**DESCRIPTION OF THE TASK**
Find each line in the records below that contains the string "segment" and copy those lines. Case counts.

>> begin LISTED ENTRIES

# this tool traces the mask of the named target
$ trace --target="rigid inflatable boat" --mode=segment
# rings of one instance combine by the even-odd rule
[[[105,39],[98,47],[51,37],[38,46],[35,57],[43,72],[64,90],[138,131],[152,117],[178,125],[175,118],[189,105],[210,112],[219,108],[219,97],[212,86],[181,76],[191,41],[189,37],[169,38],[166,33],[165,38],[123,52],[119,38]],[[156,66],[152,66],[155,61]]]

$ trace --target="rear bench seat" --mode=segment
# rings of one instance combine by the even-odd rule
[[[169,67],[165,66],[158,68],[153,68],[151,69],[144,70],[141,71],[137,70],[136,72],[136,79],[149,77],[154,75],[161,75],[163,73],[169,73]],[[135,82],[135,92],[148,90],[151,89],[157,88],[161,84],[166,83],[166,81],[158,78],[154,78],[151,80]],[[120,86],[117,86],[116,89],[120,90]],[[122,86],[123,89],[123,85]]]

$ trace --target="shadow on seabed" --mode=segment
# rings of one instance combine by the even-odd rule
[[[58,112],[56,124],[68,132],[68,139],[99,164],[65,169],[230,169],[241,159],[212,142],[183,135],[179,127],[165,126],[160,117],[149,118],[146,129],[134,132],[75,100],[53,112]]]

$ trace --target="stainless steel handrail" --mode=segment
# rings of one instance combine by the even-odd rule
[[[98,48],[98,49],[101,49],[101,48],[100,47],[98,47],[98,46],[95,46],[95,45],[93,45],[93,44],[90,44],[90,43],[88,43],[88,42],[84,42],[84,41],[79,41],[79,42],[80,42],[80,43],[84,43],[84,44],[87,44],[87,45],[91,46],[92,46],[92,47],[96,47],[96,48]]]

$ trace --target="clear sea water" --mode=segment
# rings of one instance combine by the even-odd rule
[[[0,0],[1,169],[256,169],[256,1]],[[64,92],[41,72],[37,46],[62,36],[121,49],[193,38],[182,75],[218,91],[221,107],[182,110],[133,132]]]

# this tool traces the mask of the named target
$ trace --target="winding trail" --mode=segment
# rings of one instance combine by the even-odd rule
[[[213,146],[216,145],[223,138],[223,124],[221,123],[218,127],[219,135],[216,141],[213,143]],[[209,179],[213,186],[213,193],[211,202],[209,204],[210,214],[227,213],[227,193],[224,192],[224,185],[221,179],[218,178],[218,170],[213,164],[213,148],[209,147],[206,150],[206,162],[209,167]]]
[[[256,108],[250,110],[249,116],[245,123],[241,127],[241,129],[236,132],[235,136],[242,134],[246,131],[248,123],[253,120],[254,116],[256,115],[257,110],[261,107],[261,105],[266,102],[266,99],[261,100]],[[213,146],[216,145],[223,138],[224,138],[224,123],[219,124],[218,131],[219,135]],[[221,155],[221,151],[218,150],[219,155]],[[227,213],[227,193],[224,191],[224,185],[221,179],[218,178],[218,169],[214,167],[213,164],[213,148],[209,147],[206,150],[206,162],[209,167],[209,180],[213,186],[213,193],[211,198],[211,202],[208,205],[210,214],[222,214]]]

>> end LISTED ENTRIES

**RESULT**
$ trace --target="rigid inflatable boat" --mode=segment
$ trace --target="rear bench seat" --mode=segment
$ trace --target="shadow on seabed" --mode=segment
$ trace --target="stainless steel handrail" --mode=segment
$ trace --target="clear sea water" --mode=segment
$ trace --target="winding trail" --mode=segment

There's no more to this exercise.